→ Dataset:
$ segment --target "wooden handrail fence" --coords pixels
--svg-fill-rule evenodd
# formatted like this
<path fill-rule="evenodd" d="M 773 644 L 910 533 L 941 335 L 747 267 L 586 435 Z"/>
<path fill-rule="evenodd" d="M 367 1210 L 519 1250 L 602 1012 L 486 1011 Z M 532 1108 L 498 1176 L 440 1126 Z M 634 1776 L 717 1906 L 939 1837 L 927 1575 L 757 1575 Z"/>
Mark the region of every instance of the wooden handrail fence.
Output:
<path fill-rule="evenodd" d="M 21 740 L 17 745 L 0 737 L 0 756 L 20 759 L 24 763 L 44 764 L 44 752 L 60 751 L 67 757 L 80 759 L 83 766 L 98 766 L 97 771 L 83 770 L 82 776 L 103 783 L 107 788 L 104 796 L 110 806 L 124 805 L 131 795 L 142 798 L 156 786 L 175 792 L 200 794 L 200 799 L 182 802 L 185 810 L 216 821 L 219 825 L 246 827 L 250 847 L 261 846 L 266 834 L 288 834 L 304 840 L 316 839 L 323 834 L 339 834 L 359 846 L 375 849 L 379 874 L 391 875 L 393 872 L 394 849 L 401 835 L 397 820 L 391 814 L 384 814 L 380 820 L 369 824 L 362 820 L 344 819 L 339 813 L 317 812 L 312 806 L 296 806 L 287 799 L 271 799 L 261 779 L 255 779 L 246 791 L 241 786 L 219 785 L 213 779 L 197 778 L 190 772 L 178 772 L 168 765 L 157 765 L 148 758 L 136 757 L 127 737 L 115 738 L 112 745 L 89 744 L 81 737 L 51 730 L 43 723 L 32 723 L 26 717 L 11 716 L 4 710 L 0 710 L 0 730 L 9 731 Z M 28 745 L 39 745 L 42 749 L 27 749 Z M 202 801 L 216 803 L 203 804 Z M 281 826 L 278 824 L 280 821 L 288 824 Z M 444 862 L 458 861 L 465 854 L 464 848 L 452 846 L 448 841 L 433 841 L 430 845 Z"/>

→ Task item: Your response should be the lines above from the first to the one containing "Mark the region", inclusive, each given exactly.

→ Response for this exercise:
$ segment --target "wooden handrail fence" --coords pixels
--svg-fill-rule evenodd
# formatted like this
<path fill-rule="evenodd" d="M 773 644 L 910 533 L 941 335 L 747 267 L 586 435 Z"/>
<path fill-rule="evenodd" d="M 367 1210 L 519 1250 L 602 1012 L 486 1011 Z M 532 1108 L 498 1176 L 440 1126 Z M 634 1776 L 717 1906 L 939 1837 L 927 1575 L 757 1575 Z"/>
Mark the region of every instance of the wooden handrail fence.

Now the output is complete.